Outline entries for images
----

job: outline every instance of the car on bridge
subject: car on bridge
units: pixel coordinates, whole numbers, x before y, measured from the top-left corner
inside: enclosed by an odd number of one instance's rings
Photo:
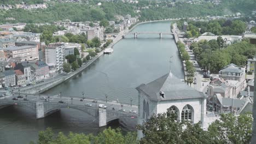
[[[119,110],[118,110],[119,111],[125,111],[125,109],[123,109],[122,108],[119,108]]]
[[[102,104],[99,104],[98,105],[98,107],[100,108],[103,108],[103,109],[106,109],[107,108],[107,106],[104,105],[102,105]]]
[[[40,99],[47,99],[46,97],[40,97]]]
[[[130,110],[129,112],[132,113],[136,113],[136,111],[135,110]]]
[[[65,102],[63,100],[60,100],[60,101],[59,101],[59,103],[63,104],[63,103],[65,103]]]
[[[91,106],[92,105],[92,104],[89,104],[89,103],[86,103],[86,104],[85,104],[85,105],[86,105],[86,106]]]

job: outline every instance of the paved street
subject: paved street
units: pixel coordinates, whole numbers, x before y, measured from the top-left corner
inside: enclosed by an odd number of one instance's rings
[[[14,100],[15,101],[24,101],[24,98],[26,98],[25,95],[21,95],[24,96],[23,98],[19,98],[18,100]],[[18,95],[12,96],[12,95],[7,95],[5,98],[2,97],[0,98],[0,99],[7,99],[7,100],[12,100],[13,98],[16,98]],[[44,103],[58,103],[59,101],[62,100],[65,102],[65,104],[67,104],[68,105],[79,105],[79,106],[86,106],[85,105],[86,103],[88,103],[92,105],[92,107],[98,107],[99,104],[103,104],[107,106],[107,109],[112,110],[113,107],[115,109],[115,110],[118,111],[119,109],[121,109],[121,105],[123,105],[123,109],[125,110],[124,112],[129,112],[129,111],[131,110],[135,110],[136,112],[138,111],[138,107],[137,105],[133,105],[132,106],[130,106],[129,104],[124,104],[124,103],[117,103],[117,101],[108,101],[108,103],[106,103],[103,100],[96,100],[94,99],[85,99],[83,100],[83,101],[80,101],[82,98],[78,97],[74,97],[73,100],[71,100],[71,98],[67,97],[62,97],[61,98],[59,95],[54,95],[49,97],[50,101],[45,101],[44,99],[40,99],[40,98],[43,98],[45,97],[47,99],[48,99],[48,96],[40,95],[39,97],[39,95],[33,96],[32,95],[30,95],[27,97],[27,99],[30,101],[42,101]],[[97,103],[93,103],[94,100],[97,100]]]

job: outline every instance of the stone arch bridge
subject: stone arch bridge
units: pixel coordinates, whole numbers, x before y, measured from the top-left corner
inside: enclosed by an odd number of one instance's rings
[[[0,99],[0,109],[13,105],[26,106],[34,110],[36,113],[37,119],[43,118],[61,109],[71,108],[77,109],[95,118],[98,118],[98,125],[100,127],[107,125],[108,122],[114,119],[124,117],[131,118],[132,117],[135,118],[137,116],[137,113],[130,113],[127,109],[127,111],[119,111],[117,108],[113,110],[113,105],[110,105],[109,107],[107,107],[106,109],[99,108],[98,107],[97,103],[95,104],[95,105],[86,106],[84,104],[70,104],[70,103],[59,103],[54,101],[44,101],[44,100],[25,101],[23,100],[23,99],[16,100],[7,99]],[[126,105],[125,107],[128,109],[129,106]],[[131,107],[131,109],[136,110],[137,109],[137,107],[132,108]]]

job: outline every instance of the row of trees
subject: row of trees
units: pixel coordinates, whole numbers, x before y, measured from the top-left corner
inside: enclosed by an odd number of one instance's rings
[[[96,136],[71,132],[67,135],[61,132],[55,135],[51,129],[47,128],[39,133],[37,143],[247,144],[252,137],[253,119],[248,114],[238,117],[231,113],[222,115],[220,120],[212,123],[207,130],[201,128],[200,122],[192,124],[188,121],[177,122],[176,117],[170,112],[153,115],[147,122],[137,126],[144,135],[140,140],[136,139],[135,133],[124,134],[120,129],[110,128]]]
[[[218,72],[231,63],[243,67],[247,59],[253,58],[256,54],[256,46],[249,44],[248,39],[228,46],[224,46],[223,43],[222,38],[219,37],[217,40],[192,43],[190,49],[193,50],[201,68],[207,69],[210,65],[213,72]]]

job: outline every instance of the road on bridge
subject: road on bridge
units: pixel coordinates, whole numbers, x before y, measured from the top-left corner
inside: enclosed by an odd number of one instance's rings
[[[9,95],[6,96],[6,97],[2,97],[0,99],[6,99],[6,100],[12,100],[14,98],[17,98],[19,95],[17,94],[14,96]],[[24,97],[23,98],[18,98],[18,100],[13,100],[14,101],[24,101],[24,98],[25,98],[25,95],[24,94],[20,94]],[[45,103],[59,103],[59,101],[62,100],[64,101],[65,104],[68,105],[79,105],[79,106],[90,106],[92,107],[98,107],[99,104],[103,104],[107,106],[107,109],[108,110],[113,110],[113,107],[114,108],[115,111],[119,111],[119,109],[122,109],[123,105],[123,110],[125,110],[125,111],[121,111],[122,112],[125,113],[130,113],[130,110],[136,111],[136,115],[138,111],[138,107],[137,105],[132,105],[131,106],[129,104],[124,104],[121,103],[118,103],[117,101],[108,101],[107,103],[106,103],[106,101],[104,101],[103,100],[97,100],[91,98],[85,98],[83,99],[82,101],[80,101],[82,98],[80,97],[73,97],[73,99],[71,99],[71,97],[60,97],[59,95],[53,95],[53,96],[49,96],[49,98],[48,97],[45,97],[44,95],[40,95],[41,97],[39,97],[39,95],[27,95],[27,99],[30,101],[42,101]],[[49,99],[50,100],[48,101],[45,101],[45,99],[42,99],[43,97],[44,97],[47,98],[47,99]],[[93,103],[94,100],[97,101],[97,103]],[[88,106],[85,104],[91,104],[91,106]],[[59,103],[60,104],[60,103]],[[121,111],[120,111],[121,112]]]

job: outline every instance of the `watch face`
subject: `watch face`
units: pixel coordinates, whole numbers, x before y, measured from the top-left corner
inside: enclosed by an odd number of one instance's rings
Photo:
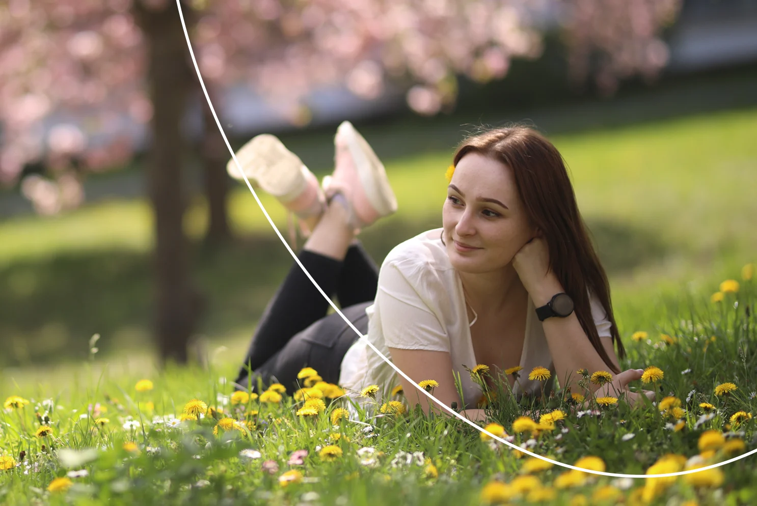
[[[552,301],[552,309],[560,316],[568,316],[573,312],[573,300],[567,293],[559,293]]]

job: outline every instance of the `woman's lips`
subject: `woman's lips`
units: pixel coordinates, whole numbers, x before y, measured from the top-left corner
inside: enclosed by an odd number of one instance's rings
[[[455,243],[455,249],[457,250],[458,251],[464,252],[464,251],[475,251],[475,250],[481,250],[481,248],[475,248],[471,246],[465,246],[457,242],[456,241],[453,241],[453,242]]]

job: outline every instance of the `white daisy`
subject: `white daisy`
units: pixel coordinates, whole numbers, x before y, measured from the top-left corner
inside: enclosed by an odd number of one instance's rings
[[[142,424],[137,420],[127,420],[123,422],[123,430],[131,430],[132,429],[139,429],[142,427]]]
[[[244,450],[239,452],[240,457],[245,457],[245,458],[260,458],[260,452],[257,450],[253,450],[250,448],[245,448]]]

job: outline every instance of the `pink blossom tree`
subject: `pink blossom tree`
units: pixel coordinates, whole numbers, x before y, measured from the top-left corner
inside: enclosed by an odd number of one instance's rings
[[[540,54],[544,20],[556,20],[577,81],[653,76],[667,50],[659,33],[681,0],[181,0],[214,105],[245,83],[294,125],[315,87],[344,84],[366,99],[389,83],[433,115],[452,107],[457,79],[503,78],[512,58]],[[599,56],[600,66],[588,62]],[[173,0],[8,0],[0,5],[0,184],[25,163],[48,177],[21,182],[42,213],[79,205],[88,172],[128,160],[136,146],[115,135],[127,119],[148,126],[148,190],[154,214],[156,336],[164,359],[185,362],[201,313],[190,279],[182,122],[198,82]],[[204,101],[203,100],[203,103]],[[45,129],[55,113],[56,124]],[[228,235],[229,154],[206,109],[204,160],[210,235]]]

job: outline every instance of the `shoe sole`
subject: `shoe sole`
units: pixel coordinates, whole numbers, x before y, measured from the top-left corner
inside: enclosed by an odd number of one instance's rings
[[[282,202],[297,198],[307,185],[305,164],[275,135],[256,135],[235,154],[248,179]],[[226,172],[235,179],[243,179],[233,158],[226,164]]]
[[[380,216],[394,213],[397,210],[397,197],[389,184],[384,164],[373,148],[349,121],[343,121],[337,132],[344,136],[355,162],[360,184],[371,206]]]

----

* Task objective *
Find each line of the material that contains the string "road", and copy those lines out in full.

* Exercise answer *
job: outline every instance of the road on bridge
subject: road on bridge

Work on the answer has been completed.